*DATASET CONTENT*.
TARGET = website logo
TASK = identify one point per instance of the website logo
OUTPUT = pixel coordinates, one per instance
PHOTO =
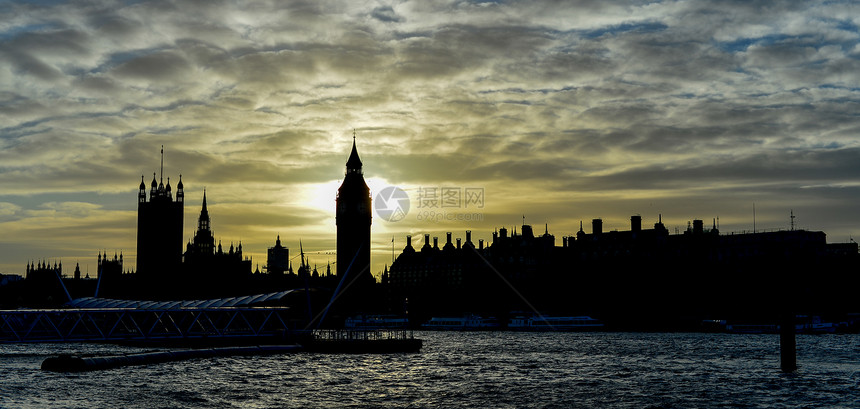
(392, 204)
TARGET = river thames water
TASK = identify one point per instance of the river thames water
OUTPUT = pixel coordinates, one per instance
(465, 370)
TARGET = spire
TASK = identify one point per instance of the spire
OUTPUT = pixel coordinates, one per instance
(162, 163)
(353, 164)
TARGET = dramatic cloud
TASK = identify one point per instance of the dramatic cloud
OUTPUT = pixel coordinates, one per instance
(559, 111)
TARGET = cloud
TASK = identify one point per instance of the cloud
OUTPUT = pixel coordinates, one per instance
(608, 105)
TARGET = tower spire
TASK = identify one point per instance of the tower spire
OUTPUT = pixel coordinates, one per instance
(161, 177)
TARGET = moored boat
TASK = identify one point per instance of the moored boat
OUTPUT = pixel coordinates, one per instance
(376, 322)
(464, 323)
(550, 323)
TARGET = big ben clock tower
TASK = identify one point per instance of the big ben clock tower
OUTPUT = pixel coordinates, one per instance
(353, 223)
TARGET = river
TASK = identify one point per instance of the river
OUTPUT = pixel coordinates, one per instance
(464, 370)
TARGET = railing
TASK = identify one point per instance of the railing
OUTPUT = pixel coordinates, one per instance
(128, 324)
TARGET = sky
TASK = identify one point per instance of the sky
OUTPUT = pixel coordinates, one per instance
(549, 113)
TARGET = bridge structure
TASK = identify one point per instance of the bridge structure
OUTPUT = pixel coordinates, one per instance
(105, 320)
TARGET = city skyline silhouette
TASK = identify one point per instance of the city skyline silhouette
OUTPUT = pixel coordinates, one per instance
(562, 114)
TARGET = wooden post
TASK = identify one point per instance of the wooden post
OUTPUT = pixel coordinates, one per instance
(787, 343)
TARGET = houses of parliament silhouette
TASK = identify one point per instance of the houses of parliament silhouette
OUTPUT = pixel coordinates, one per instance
(639, 275)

*EXERCISE OBJECTIVE*.
Reproduce the material above in full, exactly, with no images.

*THE RESPONSE*.
TARGET = website logo
TASK = identify one point per instance of the website logo
OUTPUT = pixel coordinates, one per instance
PHOTO =
(392, 204)
TARGET = river thames water
TASK = identify one point per instance of the river thames water
OUTPUT = pixel coordinates, one per instance
(465, 370)
TARGET = spire
TASK = identify one point per instance of the spire
OUTPUT = pixel coordinates, one per instance
(162, 163)
(353, 164)
TARGET = dramatic cloud
TASK = identify one point per instance of the dramatic cloud
OUTPUT = pixel coordinates, one per instance
(559, 111)
TARGET = cloud
TASK = identify one point per instance of the cloud
OUTPUT = pixel coordinates, one per instance
(608, 105)
TARGET = tower spire
TASK = identify one point per instance of the tower spire
OUTPUT = pixel coordinates, one per instance
(161, 177)
TARGET = moored boat
TASK = identify one point per instance of the moored boat
OUTPUT = pixel coordinates, one per instance
(376, 322)
(464, 323)
(550, 323)
TARGET = big ben clock tower
TASK = identify one point per instance of the big ben clock tower
OUTPUT = pixel coordinates, one per instance
(353, 223)
TARGET = river
TASK = identify one point per instance of the river
OUTPUT = pixel coordinates, one per instance
(464, 370)
TARGET = railing
TASK = identify one point per instance of the railing
OUTPUT = pixel coordinates, one per instance
(128, 324)
TARGET = sky
TASK = identify one point per instance of the sky
OUTPUT = pixel coordinates, one per instance
(549, 113)
TARGET = bridge structure
TASK = identify one point per instance of the bridge structure
OUTPUT = pixel coordinates, one per instance
(105, 320)
TARGET = city skyline silhouette
TASK = identify one point per instance of the city skyline silhouette
OUTPUT = pixel coordinates, one per instance
(562, 114)
TARGET = wooden post
TASK = identify one point per instance of the wooden post
OUTPUT = pixel coordinates, one per instance
(787, 343)
TARGET = houses of parliament silhouette
TASK = identify one point per instance of the houses of parliament silhouette
OUTPUT = pixel coordinates, one per instance
(639, 275)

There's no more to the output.